WHAT NEEDS TO BE DONE: Each record that follows goes into your reply unchanged; the pictures do not.

INPUT MATERIAL:
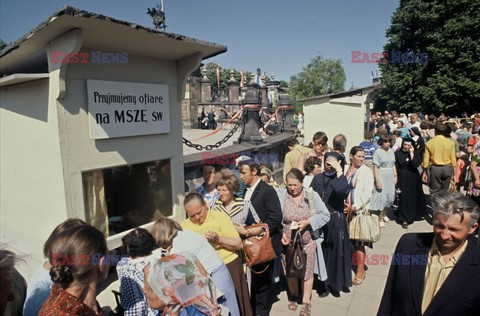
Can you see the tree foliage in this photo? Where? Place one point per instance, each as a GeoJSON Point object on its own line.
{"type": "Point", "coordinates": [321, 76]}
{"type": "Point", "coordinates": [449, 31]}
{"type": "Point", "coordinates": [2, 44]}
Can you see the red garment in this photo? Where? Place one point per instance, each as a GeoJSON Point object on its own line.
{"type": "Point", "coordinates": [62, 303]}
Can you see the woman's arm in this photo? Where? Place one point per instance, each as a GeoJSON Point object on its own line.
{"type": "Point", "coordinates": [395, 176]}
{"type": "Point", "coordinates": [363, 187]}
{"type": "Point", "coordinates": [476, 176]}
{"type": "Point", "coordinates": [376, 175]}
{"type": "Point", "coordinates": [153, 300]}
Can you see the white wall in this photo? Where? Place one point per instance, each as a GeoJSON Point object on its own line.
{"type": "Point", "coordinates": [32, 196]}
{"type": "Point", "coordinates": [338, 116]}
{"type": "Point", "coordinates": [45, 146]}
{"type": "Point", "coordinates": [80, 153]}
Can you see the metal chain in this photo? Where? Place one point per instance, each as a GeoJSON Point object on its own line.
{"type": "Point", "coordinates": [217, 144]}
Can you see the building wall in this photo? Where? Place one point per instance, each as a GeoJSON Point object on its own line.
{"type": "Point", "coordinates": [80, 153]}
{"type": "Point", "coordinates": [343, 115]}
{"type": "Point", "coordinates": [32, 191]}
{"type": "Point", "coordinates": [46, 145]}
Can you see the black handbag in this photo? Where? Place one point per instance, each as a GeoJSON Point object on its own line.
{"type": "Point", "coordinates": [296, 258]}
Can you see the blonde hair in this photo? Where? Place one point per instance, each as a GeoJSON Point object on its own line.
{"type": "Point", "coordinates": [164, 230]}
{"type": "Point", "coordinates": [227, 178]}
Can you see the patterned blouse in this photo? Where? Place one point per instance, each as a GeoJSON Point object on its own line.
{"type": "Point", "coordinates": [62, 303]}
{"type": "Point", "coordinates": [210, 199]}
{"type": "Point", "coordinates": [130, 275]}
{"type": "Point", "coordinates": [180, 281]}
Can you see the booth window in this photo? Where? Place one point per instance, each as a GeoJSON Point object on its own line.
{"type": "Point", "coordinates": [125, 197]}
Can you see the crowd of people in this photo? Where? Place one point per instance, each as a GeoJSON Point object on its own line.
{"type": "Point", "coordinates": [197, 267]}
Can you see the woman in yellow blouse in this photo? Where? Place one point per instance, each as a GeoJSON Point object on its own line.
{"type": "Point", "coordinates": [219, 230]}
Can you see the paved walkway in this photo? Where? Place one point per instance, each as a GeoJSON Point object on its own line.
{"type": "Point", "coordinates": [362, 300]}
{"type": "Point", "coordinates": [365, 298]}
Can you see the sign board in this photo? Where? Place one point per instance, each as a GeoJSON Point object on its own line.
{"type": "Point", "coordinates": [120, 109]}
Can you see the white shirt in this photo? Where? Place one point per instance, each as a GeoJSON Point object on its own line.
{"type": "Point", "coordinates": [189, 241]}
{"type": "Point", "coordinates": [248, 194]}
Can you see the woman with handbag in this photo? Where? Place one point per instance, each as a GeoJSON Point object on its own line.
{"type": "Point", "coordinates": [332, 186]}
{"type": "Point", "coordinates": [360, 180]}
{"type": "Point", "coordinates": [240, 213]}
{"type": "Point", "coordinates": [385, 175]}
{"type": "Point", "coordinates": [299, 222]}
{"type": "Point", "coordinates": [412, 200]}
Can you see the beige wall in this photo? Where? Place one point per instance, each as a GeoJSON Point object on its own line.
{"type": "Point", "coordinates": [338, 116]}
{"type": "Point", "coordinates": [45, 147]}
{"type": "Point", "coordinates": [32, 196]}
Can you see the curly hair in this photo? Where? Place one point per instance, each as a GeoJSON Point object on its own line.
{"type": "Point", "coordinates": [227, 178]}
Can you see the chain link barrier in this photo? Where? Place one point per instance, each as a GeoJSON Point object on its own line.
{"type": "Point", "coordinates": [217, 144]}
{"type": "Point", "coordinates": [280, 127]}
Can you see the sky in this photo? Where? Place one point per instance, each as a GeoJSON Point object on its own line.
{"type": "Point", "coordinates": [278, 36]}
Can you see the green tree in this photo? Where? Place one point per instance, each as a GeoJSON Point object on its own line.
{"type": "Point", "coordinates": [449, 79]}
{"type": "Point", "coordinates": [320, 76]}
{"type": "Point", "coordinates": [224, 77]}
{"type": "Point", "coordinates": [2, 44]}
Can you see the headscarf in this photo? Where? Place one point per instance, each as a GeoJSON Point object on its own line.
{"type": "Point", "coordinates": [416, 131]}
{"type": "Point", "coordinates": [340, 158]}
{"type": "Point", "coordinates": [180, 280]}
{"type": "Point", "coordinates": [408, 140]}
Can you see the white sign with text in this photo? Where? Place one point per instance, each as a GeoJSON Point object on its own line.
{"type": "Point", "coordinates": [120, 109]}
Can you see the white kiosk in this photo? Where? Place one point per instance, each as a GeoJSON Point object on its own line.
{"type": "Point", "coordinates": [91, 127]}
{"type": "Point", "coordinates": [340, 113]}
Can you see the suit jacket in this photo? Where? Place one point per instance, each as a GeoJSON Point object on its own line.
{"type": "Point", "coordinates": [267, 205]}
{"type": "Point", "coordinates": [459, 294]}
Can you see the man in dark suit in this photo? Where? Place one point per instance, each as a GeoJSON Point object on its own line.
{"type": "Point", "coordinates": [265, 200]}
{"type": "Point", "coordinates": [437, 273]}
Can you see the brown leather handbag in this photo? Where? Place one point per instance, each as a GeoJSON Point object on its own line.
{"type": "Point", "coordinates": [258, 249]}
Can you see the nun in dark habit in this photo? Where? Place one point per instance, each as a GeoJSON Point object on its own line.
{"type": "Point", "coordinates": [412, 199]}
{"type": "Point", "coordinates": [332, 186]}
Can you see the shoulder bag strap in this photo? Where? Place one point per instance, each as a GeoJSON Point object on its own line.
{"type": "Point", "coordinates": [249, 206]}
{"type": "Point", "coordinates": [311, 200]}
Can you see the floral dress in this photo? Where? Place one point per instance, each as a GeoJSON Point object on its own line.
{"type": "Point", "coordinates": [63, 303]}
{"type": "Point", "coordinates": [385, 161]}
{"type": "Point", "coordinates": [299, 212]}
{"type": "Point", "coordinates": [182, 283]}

TASK OUTPUT:
Can you see the tree foliage in this photo? Where? Place one point per instance, each as a GeoJSON Point object on its own line.
{"type": "Point", "coordinates": [321, 76]}
{"type": "Point", "coordinates": [449, 31]}
{"type": "Point", "coordinates": [2, 44]}
Can you see the red garment in this photo? Where? Place one point per instance, each as a GeoJSON Point object on its own line.
{"type": "Point", "coordinates": [62, 303]}
Can you see the woman's arm in this photo? Where? Place one point per instance, each as a GeoJSON Point object on its own line.
{"type": "Point", "coordinates": [395, 176]}
{"type": "Point", "coordinates": [363, 187]}
{"type": "Point", "coordinates": [476, 176]}
{"type": "Point", "coordinates": [376, 175]}
{"type": "Point", "coordinates": [153, 300]}
Can you see the white wall in this photo? Where? Place one point per instance, each as a GeoJSON Point object on its own line.
{"type": "Point", "coordinates": [32, 196]}
{"type": "Point", "coordinates": [338, 116]}
{"type": "Point", "coordinates": [45, 146]}
{"type": "Point", "coordinates": [80, 153]}
Can you see the metal chain in this photo? Where? Place one point per instance, each as a GeoJSON Point object on its own line.
{"type": "Point", "coordinates": [217, 144]}
Can you see the building wall in this photo? Where? Place one point per instance, each as a GeoJSON Point object on its own line.
{"type": "Point", "coordinates": [80, 153]}
{"type": "Point", "coordinates": [343, 115]}
{"type": "Point", "coordinates": [32, 191]}
{"type": "Point", "coordinates": [46, 145]}
Can you see the black handbag in this photo? Where? Place one point per instance, each as a GeoJSON Point object on its own line.
{"type": "Point", "coordinates": [296, 258]}
Can you see the blonde hair in this photo? Where? Place one point per instance, each as a GeoJSON Point object on its own line.
{"type": "Point", "coordinates": [164, 230]}
{"type": "Point", "coordinates": [227, 178]}
Can you see the patterned blouse in this photo? Where? Place one point per instance, each as a GeoJSON Point object on its own line.
{"type": "Point", "coordinates": [62, 303]}
{"type": "Point", "coordinates": [210, 199]}
{"type": "Point", "coordinates": [130, 275]}
{"type": "Point", "coordinates": [180, 281]}
Can you see the booth window in this photo? Where? Place one point per instance, each as a GeoJSON Point object on its own line.
{"type": "Point", "coordinates": [125, 197]}
Can you see the crowd of people in this photo? Where? Place one point per instance, each as a GeoJSON Point object on its own line.
{"type": "Point", "coordinates": [197, 267]}
Can you see the woman in yellow blouse in this photo? Where? Place one point per instance, each as a GeoJSON Point object on its own line.
{"type": "Point", "coordinates": [219, 230]}
Can you see the paved walkway in this photo? Where? Place one point per instance, each as a GeoJSON Point object on its own line.
{"type": "Point", "coordinates": [362, 300]}
{"type": "Point", "coordinates": [365, 298]}
Can you see the sign board in this photo? Where? Place one point per instance, each as a GeoJSON Point object on its own line.
{"type": "Point", "coordinates": [120, 109]}
Can you see the white shirt in this photo? Where? Place one point per instance, each as a GeoJSON Point object on its own line.
{"type": "Point", "coordinates": [189, 241]}
{"type": "Point", "coordinates": [248, 194]}
Can you see the woman with handbag in this photo? Where? Place one point per instance, each as a GeoJSON Point object on its own line.
{"type": "Point", "coordinates": [332, 186]}
{"type": "Point", "coordinates": [360, 180]}
{"type": "Point", "coordinates": [240, 213]}
{"type": "Point", "coordinates": [385, 175]}
{"type": "Point", "coordinates": [299, 222]}
{"type": "Point", "coordinates": [412, 200]}
Can you see the beige wall in this photo? Where? Place one point per instance, each as a GeoJSON Point object on its own line.
{"type": "Point", "coordinates": [338, 116]}
{"type": "Point", "coordinates": [45, 147]}
{"type": "Point", "coordinates": [32, 196]}
Can you see the curly hair in this photo? Where? Place one point per instance, each as a GeoJSON Point object on its own line.
{"type": "Point", "coordinates": [227, 178]}
Can you see the chain link barrier in this photo? Where? Place one point per instance, each as a GeoJSON Point object on its own line.
{"type": "Point", "coordinates": [217, 144]}
{"type": "Point", "coordinates": [280, 127]}
Can you see the sky in this photo? Where? Place one point per instance, each as a GeoJSON Point object on its own line.
{"type": "Point", "coordinates": [278, 36]}
Can you see the green tree in this photo? Where? Place one point per instance, each as a GeoJSON Point object on its own line.
{"type": "Point", "coordinates": [449, 79]}
{"type": "Point", "coordinates": [320, 76]}
{"type": "Point", "coordinates": [224, 77]}
{"type": "Point", "coordinates": [2, 44]}
Can you see the headscarf in this photo? Where? Place one point per instance, each as a GeoJSON Point object on its own line.
{"type": "Point", "coordinates": [416, 131]}
{"type": "Point", "coordinates": [340, 158]}
{"type": "Point", "coordinates": [180, 280]}
{"type": "Point", "coordinates": [408, 140]}
Can you see the white sign with text in this photo? Where? Place one point per instance, each as a GeoJSON Point object on its own line.
{"type": "Point", "coordinates": [120, 109]}
Can you see the white kiosk in this photo? Where? Place one point per instance, each as a GeoJSON Point object on its own line.
{"type": "Point", "coordinates": [91, 127]}
{"type": "Point", "coordinates": [340, 113]}
Can you see the suit jacket in this photo? Where? Place one point per instance, each as a GeoJSON Point object on its own line.
{"type": "Point", "coordinates": [267, 205]}
{"type": "Point", "coordinates": [459, 294]}
Can you see the man in dark suit in this photo? Where? Place one point per instance, each as a GeoJSON Point object on its own line.
{"type": "Point", "coordinates": [265, 200]}
{"type": "Point", "coordinates": [437, 273]}
Can you see the brown leather handbag in this photo? Where? Place one point per instance, each as a GeoJSON Point object on its own line.
{"type": "Point", "coordinates": [258, 249]}
Can you see the nun in dark habit in this photo? Where? Place one point per instance, each as a GeoJSON Point object on its own line.
{"type": "Point", "coordinates": [412, 199]}
{"type": "Point", "coordinates": [332, 186]}
Can you see the shoulder bag strap in this photo? Where? Place one point per instance, each as a GeoJSON Point object on its own line.
{"type": "Point", "coordinates": [249, 206]}
{"type": "Point", "coordinates": [311, 200]}
Can you see the floral dress in this photo? Where? Place one point per instance, each as a GeoJSON Point object on its own line.
{"type": "Point", "coordinates": [63, 303]}
{"type": "Point", "coordinates": [385, 161]}
{"type": "Point", "coordinates": [299, 212]}
{"type": "Point", "coordinates": [182, 283]}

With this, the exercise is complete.